[TASK INSTRUCTIONS]: Write down each entry again, exactly as it reads.

[GIVEN INFORMATION]:
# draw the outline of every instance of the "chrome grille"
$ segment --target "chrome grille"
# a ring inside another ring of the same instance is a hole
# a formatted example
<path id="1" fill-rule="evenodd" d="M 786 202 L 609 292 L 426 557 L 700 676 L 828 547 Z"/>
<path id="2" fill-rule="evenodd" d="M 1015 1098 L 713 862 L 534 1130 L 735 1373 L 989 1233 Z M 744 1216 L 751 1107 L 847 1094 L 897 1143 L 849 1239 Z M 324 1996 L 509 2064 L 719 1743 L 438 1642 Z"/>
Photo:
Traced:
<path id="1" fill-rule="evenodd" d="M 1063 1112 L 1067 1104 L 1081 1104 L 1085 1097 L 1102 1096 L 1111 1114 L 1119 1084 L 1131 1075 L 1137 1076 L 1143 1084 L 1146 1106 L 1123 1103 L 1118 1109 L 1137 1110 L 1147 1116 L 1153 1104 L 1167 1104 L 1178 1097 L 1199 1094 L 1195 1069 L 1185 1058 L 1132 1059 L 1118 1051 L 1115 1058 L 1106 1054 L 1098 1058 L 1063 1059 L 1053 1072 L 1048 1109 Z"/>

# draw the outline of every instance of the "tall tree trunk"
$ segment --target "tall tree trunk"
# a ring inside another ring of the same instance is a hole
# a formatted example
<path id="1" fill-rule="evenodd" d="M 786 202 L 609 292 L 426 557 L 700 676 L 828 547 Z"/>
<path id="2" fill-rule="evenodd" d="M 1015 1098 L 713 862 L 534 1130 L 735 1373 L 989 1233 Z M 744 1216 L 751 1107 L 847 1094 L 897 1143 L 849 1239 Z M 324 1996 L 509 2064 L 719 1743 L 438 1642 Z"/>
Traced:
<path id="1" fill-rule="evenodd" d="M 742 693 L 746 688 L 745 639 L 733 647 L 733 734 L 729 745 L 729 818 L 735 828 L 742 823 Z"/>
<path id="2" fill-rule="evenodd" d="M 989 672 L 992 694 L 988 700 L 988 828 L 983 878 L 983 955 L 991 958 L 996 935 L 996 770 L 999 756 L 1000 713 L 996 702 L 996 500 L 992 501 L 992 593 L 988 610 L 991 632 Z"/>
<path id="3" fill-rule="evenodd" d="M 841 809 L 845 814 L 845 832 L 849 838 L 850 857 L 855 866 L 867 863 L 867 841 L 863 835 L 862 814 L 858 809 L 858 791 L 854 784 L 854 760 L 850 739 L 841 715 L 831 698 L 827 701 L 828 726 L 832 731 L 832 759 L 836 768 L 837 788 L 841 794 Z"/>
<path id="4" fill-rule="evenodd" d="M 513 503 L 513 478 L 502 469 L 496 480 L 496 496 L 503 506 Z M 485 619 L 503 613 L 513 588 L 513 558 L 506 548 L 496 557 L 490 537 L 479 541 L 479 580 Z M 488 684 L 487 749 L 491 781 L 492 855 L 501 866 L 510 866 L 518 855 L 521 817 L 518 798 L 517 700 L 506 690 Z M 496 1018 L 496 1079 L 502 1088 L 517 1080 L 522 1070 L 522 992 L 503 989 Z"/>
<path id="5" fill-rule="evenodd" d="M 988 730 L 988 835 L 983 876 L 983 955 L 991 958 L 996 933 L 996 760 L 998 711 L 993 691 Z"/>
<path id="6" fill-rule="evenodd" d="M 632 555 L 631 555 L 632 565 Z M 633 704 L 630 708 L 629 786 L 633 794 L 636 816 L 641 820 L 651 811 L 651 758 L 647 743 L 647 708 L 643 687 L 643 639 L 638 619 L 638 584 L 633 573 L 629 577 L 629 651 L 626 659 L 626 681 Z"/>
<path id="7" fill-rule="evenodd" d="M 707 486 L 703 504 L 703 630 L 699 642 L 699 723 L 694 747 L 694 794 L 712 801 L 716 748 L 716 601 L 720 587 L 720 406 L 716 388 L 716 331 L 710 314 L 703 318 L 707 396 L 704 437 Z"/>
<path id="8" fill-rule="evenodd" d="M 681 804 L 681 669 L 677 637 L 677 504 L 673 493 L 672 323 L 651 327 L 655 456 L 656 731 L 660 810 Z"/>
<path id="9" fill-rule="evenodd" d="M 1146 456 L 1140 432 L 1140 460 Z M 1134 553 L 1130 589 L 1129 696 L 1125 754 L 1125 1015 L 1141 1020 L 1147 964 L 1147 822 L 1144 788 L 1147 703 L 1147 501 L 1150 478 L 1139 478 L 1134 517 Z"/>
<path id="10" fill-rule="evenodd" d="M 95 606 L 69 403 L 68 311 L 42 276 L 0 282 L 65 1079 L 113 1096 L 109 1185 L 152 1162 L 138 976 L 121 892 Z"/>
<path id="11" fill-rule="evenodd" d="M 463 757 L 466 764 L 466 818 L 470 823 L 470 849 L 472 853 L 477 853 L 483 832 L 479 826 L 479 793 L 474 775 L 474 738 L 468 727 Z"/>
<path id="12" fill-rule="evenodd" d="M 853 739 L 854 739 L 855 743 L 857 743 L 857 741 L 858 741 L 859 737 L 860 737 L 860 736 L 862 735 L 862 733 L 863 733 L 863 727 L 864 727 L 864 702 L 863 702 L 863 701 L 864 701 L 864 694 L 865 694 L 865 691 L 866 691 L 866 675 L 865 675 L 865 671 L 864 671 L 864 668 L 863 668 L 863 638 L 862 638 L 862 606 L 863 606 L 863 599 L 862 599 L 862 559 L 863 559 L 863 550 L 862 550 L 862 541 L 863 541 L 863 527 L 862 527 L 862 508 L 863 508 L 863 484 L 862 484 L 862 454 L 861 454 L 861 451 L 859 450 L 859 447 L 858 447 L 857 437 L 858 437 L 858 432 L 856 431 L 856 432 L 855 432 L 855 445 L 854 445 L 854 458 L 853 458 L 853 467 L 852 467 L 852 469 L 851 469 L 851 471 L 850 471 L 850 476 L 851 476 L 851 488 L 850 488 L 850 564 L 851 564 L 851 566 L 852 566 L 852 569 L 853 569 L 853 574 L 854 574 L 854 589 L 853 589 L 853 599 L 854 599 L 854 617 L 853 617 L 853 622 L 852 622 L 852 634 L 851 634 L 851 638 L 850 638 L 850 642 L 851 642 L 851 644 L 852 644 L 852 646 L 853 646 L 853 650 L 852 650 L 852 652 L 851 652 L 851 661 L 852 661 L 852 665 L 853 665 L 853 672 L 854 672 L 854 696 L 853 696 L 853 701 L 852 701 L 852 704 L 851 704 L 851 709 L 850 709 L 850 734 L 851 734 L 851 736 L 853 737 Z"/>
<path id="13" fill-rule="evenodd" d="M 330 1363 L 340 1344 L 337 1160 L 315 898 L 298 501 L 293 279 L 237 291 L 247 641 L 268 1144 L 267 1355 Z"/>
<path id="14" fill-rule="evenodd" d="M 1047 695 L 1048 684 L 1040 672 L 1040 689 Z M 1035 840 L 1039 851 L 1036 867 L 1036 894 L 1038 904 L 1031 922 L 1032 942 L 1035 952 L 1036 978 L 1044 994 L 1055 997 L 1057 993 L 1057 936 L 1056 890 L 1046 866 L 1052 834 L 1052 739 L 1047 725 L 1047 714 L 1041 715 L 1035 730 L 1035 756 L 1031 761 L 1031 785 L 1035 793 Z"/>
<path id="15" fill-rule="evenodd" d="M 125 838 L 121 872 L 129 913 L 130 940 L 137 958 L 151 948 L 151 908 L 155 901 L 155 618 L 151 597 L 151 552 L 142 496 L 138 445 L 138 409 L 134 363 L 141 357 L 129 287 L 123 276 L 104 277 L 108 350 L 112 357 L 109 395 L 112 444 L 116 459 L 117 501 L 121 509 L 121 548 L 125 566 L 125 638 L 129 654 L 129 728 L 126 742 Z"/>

[SOLUTION BELOW]:
# draw the outline of every instance of the "chrome grille"
$ segment --target "chrome grille"
# a ring inside another ring of the same instance is a hole
# a formatted example
<path id="1" fill-rule="evenodd" d="M 786 202 L 609 292 L 426 557 L 700 676 L 828 547 Z"/>
<path id="2" fill-rule="evenodd" d="M 1015 1098 L 713 862 L 534 1130 L 735 1373 L 989 1233 Z M 744 1216 L 751 1107 L 847 1094 L 897 1143 L 849 1239 Z M 324 1996 L 509 2064 L 719 1743 L 438 1642 Z"/>
Photo:
Traced:
<path id="1" fill-rule="evenodd" d="M 1063 1112 L 1067 1104 L 1081 1104 L 1085 1097 L 1102 1096 L 1111 1114 L 1119 1084 L 1131 1075 L 1137 1076 L 1143 1084 L 1146 1106 L 1123 1103 L 1118 1109 L 1137 1110 L 1147 1116 L 1153 1104 L 1167 1104 L 1178 1097 L 1199 1094 L 1195 1069 L 1185 1058 L 1132 1059 L 1118 1051 L 1115 1058 L 1106 1054 L 1098 1058 L 1063 1059 L 1053 1072 L 1048 1109 Z"/>

# draw the outline of every instance of the "tall tree trunk"
$ segment --target "tall tree trunk"
# a ring inside another ring of the same instance is a hole
# a formatted example
<path id="1" fill-rule="evenodd" d="M 786 202 L 609 292 L 426 557 L 700 676 L 828 547 Z"/>
<path id="2" fill-rule="evenodd" d="M 1015 1098 L 713 862 L 534 1130 L 735 1373 L 989 1233 Z M 744 1216 L 751 1107 L 847 1094 L 897 1143 L 849 1239 Z M 324 1996 L 509 2064 L 719 1743 L 438 1642 Z"/>
Traced:
<path id="1" fill-rule="evenodd" d="M 742 693 L 746 688 L 745 639 L 733 647 L 733 734 L 729 745 L 729 818 L 735 828 L 742 823 Z"/>
<path id="2" fill-rule="evenodd" d="M 989 672 L 992 694 L 988 700 L 988 828 L 983 878 L 983 955 L 991 958 L 996 935 L 996 770 L 999 756 L 1000 713 L 996 702 L 996 500 L 992 501 L 992 593 L 988 610 L 991 632 Z"/>
<path id="3" fill-rule="evenodd" d="M 841 809 L 845 814 L 845 832 L 849 838 L 850 857 L 855 866 L 867 863 L 867 841 L 863 835 L 862 814 L 858 809 L 858 791 L 854 784 L 854 760 L 850 739 L 841 715 L 831 698 L 827 701 L 828 726 L 832 731 L 832 759 L 836 768 L 837 788 L 841 794 Z"/>
<path id="4" fill-rule="evenodd" d="M 513 503 L 513 478 L 502 469 L 496 480 L 496 496 L 503 506 Z M 485 619 L 503 613 L 513 588 L 513 558 L 506 548 L 496 557 L 490 537 L 479 541 L 479 580 Z M 488 684 L 487 749 L 491 781 L 492 855 L 501 866 L 510 866 L 518 855 L 521 817 L 518 798 L 517 700 L 506 690 Z M 496 1018 L 496 1079 L 502 1088 L 517 1080 L 522 1070 L 522 992 L 503 989 Z"/>
<path id="5" fill-rule="evenodd" d="M 988 730 L 988 835 L 983 876 L 983 955 L 991 958 L 996 933 L 996 760 L 998 711 L 993 691 Z"/>
<path id="6" fill-rule="evenodd" d="M 632 555 L 631 555 L 632 565 Z M 633 704 L 630 708 L 629 786 L 633 794 L 636 816 L 641 820 L 651 811 L 651 758 L 647 743 L 647 708 L 643 687 L 643 639 L 638 619 L 638 584 L 633 573 L 629 577 L 629 651 L 626 659 L 626 681 Z"/>
<path id="7" fill-rule="evenodd" d="M 707 486 L 703 504 L 703 630 L 699 642 L 699 723 L 694 747 L 694 794 L 712 801 L 716 748 L 716 601 L 720 587 L 720 406 L 716 388 L 716 331 L 710 314 L 703 318 L 707 396 L 704 437 Z"/>
<path id="8" fill-rule="evenodd" d="M 681 804 L 681 669 L 677 637 L 677 504 L 673 493 L 672 323 L 651 327 L 655 456 L 656 731 L 660 810 Z"/>
<path id="9" fill-rule="evenodd" d="M 1146 456 L 1140 432 L 1140 460 Z M 1134 553 L 1130 589 L 1129 696 L 1125 754 L 1125 1015 L 1141 1020 L 1147 964 L 1147 822 L 1144 788 L 1147 703 L 1147 501 L 1150 478 L 1139 478 L 1134 517 Z"/>
<path id="10" fill-rule="evenodd" d="M 95 606 L 69 403 L 68 311 L 42 276 L 0 282 L 65 1079 L 113 1096 L 109 1185 L 152 1162 L 138 976 L 121 892 Z"/>
<path id="11" fill-rule="evenodd" d="M 463 757 L 466 764 L 466 818 L 470 823 L 470 849 L 472 853 L 477 853 L 483 832 L 479 826 L 479 793 L 474 775 L 474 738 L 468 727 Z"/>
<path id="12" fill-rule="evenodd" d="M 853 739 L 854 739 L 855 743 L 857 743 L 857 741 L 858 741 L 859 737 L 860 737 L 860 736 L 862 735 L 862 733 L 863 733 L 863 727 L 864 727 L 864 702 L 863 702 L 863 701 L 864 701 L 864 694 L 865 694 L 865 691 L 866 691 L 866 675 L 865 675 L 865 671 L 864 671 L 864 668 L 863 668 L 863 638 L 862 638 L 862 606 L 863 606 L 863 599 L 862 599 L 862 559 L 863 559 L 863 550 L 862 550 L 862 541 L 863 541 L 863 527 L 862 527 L 862 508 L 863 508 L 863 484 L 862 484 L 862 454 L 861 454 L 861 451 L 859 450 L 859 447 L 858 447 L 857 437 L 858 437 L 858 432 L 856 431 L 856 432 L 855 432 L 855 445 L 854 445 L 854 458 L 853 458 L 853 467 L 852 467 L 852 469 L 851 469 L 851 471 L 850 471 L 850 476 L 851 476 L 851 488 L 850 488 L 850 564 L 851 564 L 851 566 L 852 566 L 852 569 L 853 569 L 853 574 L 854 574 L 854 589 L 853 589 L 853 599 L 854 599 L 854 617 L 853 617 L 853 622 L 852 622 L 852 634 L 851 634 L 851 638 L 850 638 L 850 642 L 851 642 L 851 644 L 852 644 L 852 646 L 853 646 L 853 650 L 852 650 L 852 652 L 851 652 L 851 661 L 852 661 L 852 665 L 853 665 L 853 672 L 854 672 L 854 696 L 853 696 L 853 701 L 852 701 L 852 704 L 851 704 L 851 709 L 850 709 L 850 734 L 851 734 L 851 736 L 853 737 Z"/>
<path id="13" fill-rule="evenodd" d="M 330 1363 L 340 1344 L 337 1160 L 315 898 L 298 501 L 293 279 L 237 291 L 247 641 L 268 1144 L 267 1355 Z"/>
<path id="14" fill-rule="evenodd" d="M 1047 695 L 1048 684 L 1040 672 L 1040 689 Z M 1035 840 L 1039 851 L 1036 867 L 1036 894 L 1038 904 L 1031 922 L 1032 942 L 1035 952 L 1036 978 L 1044 994 L 1055 997 L 1057 993 L 1057 936 L 1056 890 L 1046 866 L 1052 834 L 1052 739 L 1047 725 L 1047 714 L 1041 715 L 1035 730 L 1035 756 L 1031 761 L 1031 785 L 1035 793 Z"/>
<path id="15" fill-rule="evenodd" d="M 125 838 L 121 872 L 129 913 L 130 940 L 137 958 L 151 948 L 151 908 L 155 901 L 155 618 L 151 597 L 151 552 L 142 496 L 138 445 L 138 409 L 134 363 L 141 357 L 129 287 L 123 276 L 104 277 L 108 350 L 112 357 L 109 395 L 112 444 L 116 459 L 117 501 L 121 509 L 121 548 L 125 566 L 125 638 L 129 654 L 129 728 L 126 742 Z"/>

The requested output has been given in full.